## The task
A single number is the answer here: the count of lines in the data below that include the word "instance".

----------------------------------------

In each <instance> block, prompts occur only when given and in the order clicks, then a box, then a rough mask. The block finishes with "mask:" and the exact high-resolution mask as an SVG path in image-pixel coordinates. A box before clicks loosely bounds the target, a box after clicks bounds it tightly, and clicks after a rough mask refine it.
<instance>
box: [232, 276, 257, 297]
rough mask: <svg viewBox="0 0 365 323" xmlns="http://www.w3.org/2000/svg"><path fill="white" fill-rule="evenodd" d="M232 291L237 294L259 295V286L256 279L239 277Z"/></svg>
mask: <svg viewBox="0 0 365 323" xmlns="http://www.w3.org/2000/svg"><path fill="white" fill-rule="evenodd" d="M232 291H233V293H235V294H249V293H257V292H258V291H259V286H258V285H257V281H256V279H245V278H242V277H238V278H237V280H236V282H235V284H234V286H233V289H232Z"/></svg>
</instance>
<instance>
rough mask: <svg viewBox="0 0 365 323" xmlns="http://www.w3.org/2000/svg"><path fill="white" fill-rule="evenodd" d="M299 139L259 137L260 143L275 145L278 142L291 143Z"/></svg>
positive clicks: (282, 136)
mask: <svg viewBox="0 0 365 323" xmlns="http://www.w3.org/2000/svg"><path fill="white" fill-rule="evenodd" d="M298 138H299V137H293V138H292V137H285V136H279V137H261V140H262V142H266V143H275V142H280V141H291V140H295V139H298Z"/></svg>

----------------------------------------

## Task output
4